Source data:
=== Section Start ===

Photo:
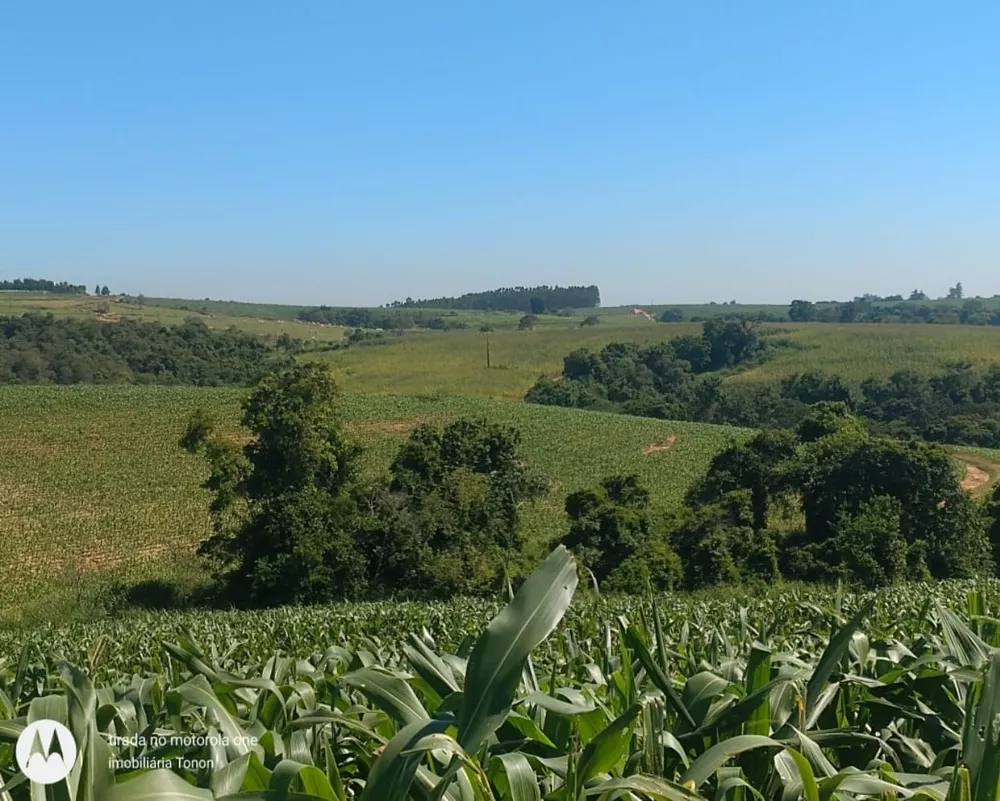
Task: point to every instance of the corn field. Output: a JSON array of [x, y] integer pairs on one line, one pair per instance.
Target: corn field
[[800, 694], [94, 488]]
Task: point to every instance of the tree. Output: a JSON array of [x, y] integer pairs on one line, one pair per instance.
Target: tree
[[814, 387], [870, 544], [754, 468], [456, 494], [802, 311], [837, 474], [283, 511], [610, 524], [733, 341]]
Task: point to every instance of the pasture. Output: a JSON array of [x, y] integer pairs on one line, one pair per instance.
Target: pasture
[[93, 483]]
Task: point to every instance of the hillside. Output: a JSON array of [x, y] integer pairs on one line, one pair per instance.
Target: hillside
[[93, 483]]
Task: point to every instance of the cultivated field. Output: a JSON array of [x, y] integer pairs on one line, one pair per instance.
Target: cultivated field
[[779, 695], [92, 480], [111, 309]]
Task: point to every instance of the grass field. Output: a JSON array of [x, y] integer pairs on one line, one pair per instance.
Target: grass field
[[455, 362], [108, 310], [92, 480]]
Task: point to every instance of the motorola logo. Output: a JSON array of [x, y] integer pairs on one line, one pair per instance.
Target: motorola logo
[[45, 752]]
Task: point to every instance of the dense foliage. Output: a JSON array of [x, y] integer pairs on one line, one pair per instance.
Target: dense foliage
[[669, 380], [294, 523], [776, 696], [41, 348], [674, 380], [42, 285], [874, 509], [536, 300]]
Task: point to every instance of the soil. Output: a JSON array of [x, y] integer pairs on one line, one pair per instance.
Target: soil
[[974, 477], [657, 447]]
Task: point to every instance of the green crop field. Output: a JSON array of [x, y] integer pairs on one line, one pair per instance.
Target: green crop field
[[93, 483], [455, 362], [777, 695]]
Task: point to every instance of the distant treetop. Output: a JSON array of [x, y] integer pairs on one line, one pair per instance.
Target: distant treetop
[[42, 285], [535, 300]]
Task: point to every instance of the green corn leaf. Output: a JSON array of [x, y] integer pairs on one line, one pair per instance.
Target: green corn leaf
[[494, 669]]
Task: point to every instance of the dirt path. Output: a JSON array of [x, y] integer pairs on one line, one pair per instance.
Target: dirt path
[[656, 447], [975, 477]]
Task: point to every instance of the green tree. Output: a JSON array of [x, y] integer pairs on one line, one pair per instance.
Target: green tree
[[456, 494], [754, 467], [609, 524], [837, 474], [733, 341], [870, 543], [283, 512]]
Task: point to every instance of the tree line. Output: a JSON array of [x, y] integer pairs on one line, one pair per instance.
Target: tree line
[[828, 501], [679, 379], [41, 348], [293, 521], [682, 379], [380, 319], [873, 309], [42, 285], [536, 300]]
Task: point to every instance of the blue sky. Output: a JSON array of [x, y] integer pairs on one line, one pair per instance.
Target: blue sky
[[359, 152]]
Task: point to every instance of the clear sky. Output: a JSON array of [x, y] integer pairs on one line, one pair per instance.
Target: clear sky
[[359, 151]]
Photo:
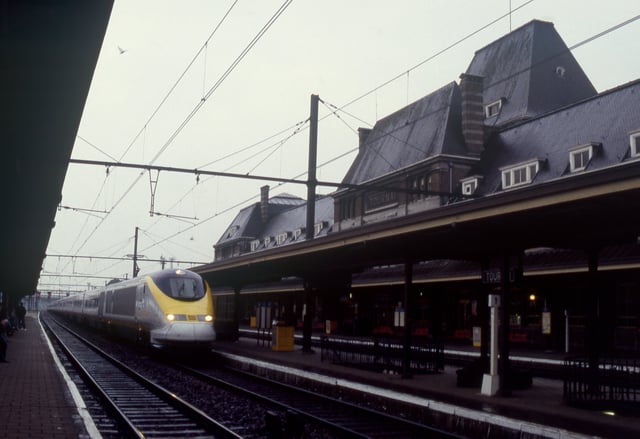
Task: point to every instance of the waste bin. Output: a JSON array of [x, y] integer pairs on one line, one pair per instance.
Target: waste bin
[[282, 338]]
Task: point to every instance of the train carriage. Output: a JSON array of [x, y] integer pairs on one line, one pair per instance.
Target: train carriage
[[165, 308]]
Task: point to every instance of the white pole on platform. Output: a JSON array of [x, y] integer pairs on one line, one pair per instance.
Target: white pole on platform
[[491, 381]]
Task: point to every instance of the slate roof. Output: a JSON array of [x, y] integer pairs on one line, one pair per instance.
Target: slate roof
[[295, 218], [532, 70], [286, 214], [606, 119], [248, 223], [423, 129]]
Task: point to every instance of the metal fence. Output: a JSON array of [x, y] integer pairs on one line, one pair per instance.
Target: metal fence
[[611, 382], [382, 354]]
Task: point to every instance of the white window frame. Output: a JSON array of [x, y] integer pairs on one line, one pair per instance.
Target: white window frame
[[318, 227], [493, 109], [520, 174], [469, 185], [578, 151], [282, 238], [634, 143]]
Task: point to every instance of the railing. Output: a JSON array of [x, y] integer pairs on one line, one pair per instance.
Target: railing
[[382, 354], [611, 382]]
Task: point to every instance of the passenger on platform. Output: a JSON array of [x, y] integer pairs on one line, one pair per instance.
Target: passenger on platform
[[21, 312], [4, 328]]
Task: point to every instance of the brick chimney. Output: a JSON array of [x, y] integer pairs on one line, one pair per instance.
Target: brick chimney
[[264, 203], [471, 88], [363, 134]]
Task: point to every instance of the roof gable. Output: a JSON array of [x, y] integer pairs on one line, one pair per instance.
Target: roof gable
[[423, 129], [532, 71], [607, 119]]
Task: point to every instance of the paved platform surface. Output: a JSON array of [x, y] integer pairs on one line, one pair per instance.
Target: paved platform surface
[[537, 410], [35, 401]]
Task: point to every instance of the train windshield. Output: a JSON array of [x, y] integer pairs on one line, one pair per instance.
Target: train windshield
[[181, 287]]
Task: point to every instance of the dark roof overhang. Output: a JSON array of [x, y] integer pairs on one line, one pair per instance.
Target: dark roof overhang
[[49, 51], [584, 211]]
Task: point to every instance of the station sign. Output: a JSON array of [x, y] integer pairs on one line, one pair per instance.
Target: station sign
[[495, 276]]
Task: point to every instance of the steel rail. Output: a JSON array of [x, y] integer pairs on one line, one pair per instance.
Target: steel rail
[[346, 419], [143, 408]]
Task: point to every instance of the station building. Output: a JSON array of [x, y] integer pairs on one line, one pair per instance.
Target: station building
[[524, 114]]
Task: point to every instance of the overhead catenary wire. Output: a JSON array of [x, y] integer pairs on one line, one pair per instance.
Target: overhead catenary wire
[[199, 105], [362, 96]]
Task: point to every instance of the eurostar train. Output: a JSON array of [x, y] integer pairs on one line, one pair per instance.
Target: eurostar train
[[168, 308]]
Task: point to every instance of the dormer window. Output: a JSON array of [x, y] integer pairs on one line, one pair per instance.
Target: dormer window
[[318, 227], [520, 174], [470, 184], [580, 156], [634, 143], [493, 109], [282, 238], [297, 233]]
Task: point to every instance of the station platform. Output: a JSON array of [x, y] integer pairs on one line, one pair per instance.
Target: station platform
[[36, 398], [538, 411]]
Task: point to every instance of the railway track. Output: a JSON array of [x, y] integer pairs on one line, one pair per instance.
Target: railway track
[[344, 419], [141, 408]]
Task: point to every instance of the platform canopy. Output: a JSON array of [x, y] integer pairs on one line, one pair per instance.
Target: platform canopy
[[49, 51]]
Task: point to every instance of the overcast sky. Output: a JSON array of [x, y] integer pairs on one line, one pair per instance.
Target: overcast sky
[[242, 115]]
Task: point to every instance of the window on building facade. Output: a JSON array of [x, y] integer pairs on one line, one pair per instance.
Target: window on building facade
[[580, 157], [518, 175], [347, 208], [318, 227], [469, 185], [282, 238], [634, 143], [421, 183], [492, 109]]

=== Section End ===

Please give an exact copy of the entries above, from the line with "Task: point to every instance of the station sign." down to the line with "Task: point to every instance of the dormer", inclusive, and nothing else.

Task: point to every instance of the station sign. Output: a JSON array of [x, y] integer pairs on one line, one pair per instance.
Target: station sign
[[495, 276]]
Task: point to every instance of the steel rail. Output: a JSON array of [x, y] integer pairs on one line, one pair per instance.
Target: steel rail
[[346, 419], [143, 408]]
Task: point to every instance of the station building. Output: a JSON array of [x, y] integer pairs on one line, one pair per instance.
Target: station building
[[524, 114]]
Task: point to every instance of the overhead catenary wire. Output: a JSON array of [x, y] integer pairs on one line, one pair per instance.
Target: overhead catenary wire
[[199, 105], [362, 96]]
Task: point to every instance of the eurostar train. Output: a JSON array of [x, y] integer pairs on one line, one pair per instance.
Target: eurostar train
[[168, 308]]
Task: point to every instance of the dormer window. Output: a JSON array of [x, y] integer pairs on one line, one pair per instance.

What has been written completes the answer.